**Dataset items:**

--------------------------------------------------

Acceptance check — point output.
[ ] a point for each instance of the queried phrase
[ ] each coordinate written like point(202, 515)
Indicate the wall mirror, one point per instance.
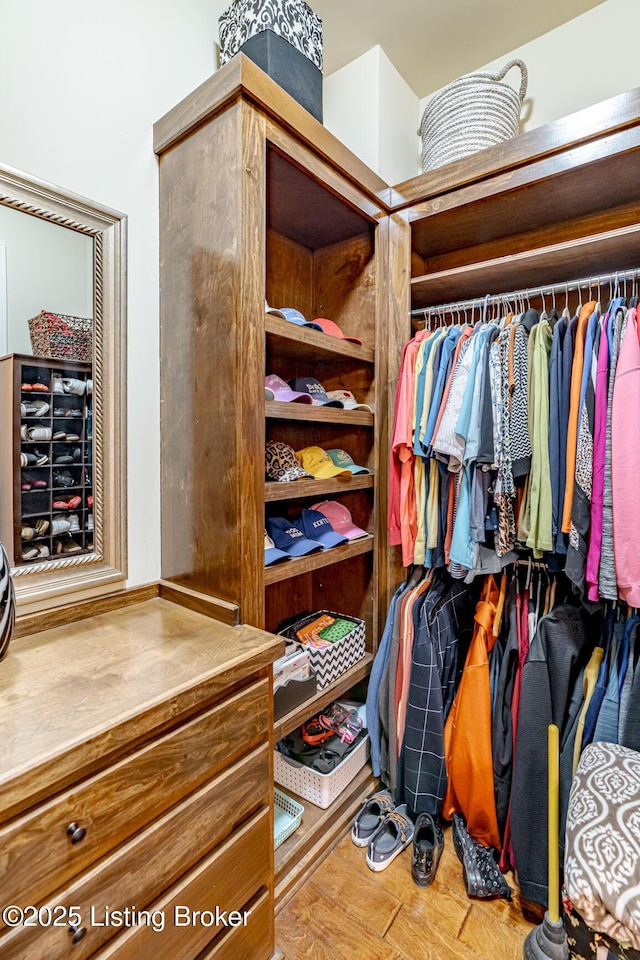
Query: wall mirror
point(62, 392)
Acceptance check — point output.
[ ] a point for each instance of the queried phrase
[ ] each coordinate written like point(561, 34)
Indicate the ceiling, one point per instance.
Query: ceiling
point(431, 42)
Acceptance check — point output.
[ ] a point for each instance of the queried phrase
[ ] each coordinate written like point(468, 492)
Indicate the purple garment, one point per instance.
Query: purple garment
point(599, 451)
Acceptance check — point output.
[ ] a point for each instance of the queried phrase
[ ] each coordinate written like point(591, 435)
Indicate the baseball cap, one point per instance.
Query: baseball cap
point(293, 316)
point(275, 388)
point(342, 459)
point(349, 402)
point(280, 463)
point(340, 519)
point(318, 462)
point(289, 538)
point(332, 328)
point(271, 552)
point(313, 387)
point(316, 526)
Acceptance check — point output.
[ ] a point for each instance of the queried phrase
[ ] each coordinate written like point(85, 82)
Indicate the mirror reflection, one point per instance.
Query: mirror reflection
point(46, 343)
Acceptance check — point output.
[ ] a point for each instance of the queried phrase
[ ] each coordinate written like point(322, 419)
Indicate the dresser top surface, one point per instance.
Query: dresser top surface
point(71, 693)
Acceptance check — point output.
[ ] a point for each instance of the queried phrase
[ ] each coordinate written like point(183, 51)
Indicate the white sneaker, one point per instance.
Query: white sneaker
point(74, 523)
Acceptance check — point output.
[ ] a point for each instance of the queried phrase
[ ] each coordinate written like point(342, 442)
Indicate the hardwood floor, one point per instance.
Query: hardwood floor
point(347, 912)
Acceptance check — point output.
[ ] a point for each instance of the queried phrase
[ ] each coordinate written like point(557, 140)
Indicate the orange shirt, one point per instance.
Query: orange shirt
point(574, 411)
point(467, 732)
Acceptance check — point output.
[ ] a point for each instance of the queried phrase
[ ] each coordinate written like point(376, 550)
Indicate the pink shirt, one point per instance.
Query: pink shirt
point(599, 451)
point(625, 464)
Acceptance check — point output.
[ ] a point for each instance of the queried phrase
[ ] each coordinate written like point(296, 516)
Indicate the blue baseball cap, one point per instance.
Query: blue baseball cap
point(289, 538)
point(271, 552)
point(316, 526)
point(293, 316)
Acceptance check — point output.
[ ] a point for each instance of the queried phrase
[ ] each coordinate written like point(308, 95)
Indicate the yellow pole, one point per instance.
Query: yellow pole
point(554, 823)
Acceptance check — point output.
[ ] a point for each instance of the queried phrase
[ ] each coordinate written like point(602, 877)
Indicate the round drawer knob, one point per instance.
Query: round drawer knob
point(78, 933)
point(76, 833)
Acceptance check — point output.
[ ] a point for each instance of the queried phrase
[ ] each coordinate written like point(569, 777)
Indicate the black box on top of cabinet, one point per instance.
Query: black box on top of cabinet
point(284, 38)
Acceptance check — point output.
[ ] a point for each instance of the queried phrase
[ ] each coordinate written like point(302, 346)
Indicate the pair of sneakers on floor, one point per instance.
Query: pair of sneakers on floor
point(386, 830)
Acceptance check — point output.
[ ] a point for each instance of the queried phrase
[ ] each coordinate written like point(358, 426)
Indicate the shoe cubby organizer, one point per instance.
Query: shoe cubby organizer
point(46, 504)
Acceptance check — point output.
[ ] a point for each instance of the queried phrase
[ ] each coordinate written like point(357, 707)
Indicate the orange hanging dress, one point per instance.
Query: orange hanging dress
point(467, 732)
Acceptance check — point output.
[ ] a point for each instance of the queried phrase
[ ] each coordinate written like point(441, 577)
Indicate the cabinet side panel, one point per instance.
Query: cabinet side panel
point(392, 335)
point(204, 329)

--------------------------------------------------

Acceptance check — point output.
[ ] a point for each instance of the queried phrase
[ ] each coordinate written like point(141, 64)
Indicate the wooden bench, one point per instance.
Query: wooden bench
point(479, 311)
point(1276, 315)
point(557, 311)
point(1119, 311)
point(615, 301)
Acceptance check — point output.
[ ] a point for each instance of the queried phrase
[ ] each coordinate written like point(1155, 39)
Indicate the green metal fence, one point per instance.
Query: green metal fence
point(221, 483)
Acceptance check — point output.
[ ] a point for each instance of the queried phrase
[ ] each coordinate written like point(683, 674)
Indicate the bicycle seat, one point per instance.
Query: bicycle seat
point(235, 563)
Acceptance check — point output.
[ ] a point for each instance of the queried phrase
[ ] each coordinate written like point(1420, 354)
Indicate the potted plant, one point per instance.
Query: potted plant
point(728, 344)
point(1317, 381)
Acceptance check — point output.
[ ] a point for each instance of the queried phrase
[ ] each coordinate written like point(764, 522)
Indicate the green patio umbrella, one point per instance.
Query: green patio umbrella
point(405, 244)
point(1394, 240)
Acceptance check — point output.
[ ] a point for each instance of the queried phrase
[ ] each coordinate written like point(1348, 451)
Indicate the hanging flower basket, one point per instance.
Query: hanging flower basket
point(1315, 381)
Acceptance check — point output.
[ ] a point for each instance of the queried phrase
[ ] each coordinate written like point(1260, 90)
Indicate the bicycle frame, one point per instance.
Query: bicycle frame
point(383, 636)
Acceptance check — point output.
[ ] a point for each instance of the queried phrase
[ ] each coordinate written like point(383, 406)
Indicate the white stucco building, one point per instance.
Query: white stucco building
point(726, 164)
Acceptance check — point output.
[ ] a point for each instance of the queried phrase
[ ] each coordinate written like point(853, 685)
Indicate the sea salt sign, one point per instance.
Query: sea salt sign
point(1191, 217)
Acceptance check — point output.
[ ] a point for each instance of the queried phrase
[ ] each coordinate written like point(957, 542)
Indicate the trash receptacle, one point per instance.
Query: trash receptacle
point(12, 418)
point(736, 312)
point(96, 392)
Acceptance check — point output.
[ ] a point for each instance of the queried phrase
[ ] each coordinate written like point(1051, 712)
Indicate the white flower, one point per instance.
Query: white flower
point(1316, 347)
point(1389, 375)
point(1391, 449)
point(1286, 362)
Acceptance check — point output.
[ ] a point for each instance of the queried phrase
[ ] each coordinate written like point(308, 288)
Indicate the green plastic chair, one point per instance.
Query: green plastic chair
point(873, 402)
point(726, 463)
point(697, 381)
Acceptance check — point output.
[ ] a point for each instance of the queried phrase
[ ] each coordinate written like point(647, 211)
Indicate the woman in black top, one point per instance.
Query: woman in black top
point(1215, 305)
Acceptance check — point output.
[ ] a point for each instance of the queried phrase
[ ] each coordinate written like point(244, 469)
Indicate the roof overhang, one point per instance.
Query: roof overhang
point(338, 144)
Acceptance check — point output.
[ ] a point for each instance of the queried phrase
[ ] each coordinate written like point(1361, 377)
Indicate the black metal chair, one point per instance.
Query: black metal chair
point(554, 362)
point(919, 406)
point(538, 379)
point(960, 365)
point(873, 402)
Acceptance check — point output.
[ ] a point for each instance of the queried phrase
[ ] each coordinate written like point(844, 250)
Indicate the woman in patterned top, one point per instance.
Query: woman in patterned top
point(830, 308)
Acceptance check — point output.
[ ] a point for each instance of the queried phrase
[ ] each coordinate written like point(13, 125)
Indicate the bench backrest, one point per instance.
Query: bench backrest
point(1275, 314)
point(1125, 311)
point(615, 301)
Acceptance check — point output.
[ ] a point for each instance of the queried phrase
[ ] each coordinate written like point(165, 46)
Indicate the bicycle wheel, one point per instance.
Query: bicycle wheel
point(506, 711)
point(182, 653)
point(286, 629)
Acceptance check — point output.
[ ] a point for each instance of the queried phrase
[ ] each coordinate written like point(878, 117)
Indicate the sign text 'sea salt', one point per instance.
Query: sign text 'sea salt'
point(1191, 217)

--------------------------------------------------

**Exercise aim:**
Count the lines in the material above that contain the string "sneakers". Give only the number.

**Response to the task:**
2